=== Texte présenté ===
===============

Arrêt du 26 mars 2004
Ire Cour de droit public

MM. les Juges Aemisegger, Président de la Cour et Président du Tribunal
fédéral, Reeb et Fonjallaz.
Greffier: M. Kurz.

N. ________,
recourant,

contre

R.________,
intimée, représentée par Me Etienne Laffely, avocat,
Ministère public du canton de Vaud,
rue de l'Université 24, case postale, 1014 Lausanne,
Tribunal d'accusation du Tribunal cantonal
du canton de Vaud, route du Signal 8, 1014 Lausanne.

Procédure pénale, non-lieu,

recours de droit public contre l'arrêt du Tribunal d'accusation du Tribunal
cantonal du canton de Vaud
du 20 octobre 2003.

Faits:

A.
Par ordonnance du 23 septembre 2003, le Juge d'instruction de
l'arrondissement de Lausanne a clos par un non-lieu une enquête pénale
ouverte contre R.________, sur plainte de N.________. Le plaignant reprochait
à R.________, conseillère en placement, des propos de nature raciste. Le juge
d'instruction a considéré que l'enquête n'avait pas permis d'établir
l'existence d'une infraction pénale. Les frais ont été laissés à la charge de
l'Etat,

B.
Par arrêt du 20 octobre 2003, le Tribunal d'accusation du Tribunal cantonal
vaudois a rejeté le recours formé par N.________ contre l'ordonnance de
non-lieu; R.________ avait refusé un cours au plaignant, en déclarant
notamment qu'il serait "toujours arabe"; elle avait expliqué répondre ainsi à
l'affirmation du plaignant selon lequel les emplois lui étaient refusés en
raison de son âge et de son origine, et contestait avoir voulu le rabaisser.
La prévention n'était pas établie. En revanche, l'ordonnance de non-lieu a
été réformée en ce sens que les frais d'enquête, par 540 fr., ont été mis à
la charge du plaignant, dont la démarche a été considérée comme une mesure de
rétorsion abusive à l'endroit de R.________.

C.
N.________ forme un recours auprès du Tribunal fédéral. Il demande
l'annulation de l'arrêt cantonal, et conclut à la reconnaissance de son droit
de porter plainte et de demander une indemnité pour tort moral à l'Etat de
Vaud. Le recourant a par la suite demandé l'assistance judiciaire.

Le Tribunal d'accusation et le Ministère public se réfèrent aux considérants
de l'arrêt attaqué. R.________ s'en rapporte à justice.

===============

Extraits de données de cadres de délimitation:
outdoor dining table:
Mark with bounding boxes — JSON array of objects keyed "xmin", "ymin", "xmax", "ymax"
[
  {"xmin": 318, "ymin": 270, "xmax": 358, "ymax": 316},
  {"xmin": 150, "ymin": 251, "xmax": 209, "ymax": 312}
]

===============

=== Vos tâches ===
1 - Recopiez mot pour mot le passage de l'extrait d'arrêt allant de "La prévention n'était" jusqu'à "demandé l'assistance judiciaire.".
2 - Dans l'extrait d'arrêt, quel montant de frais d'enquête le Tribunal d'accusation a-t-il mis à la charge du plaignant ?
3 - Poursuivez l'extrait d'arrêt à partir de sa dernière phrase.

=== Réponses fournies ===
1 -
La prévention n'était pas établie. En revanche, l'ordonnance de non-lieu a
été réformée en ce sens que les frais d'enquête, par 540 fr., ont été mis à
la charge du plaignant, dont la démarche a été considérée comme une mesure de
rétorsion abusive à l'endroit de R.________.

C.
N.________ forme un recours auprès du Tribunal fédéral. Il demande
l'annulation de l'arrêt cantonal, et conclut à la reconnaissance de son droit
de porter plainte et de demander une indemnité pour tort moral à l'Etat de
Vaud. Le recourant a par la suite demandé l'assistance judiciaire.

2 - 540 fr.

3 -
Le Tribunal fédéral considère en droit:

1.Le Tribunal fédéral examine d'office la qualification juridique et la
recevabilité des recours qui lui sont soumis (ATF 129 I 337 consid. 1 p. 339
et les arrêts cités).

1.1 Le recourant ne précise pas par quelle voie de droit il entend s'adresser
au Tribunal fédéral. A l'encontre d'un non-lieu confirmé en dernière instance
cantonale, la voie du pourvoi en nullité est ouverte (art. 268 al. 2 de la
loi fédérale sur la procédure pénale - PPF; RS 312.0 -, sous réserve de la
qualité pour agir définie à l'art. 270 let. e PPF), mais uniquement pour
violation du droit fédéral (art. 269 al. 1 PPF). En l'occurrence, le
recourant met en cause le prononcé sur le fond, essentiellement en raison de
l'appréciation des preuves. Seul  serait par conséquent ouvert le recours de
droit public pour violation des droits constitutionnels (art. 84 al. 1 let. a
de la loi fédérale d'organisation judiciaire - OJ; RS 173.110). Le recourant
ne peut toutefois conclure, dans ce cadre, qu'à l'annulation de l'arrêt
attaqué: les conclusions en constatation, voire en condamnation, sont
d'emblée irrecevables.

1.2 Selon l'art. 88 OJ, la qualité pour agir par la voie du recours de droit
public n'appartient qu'à celui qui est atteint par l'acte attaqué dans ses
intérêts personnels et juridiquement protégés. De jurisprudence constante,
celui qui se prétend lésé par un acte délictueux n'a pas qualité pour
recourir sur le fond contre une décision de classement, de non-lieu ou
d'acquittement parce que c'est uniquement l'Etat qui est titulaire de
l'action pénale (ATF 69 I 17, 128 I 218 consid. 1.1 p. 219 et les arrêts
cités). Il n'en va différemment que dans les cas où le plaignant a la qualité
de victime au sens de la loi fédérale sur l'aide aux victimes d'infractions
(LAVI; RS 312.5), à condition que la sentence touche ses prétentions civiles
ou puisse avoir des effets sur le jugement de ces dernières (art. 8 al. 1
let. c LAVI).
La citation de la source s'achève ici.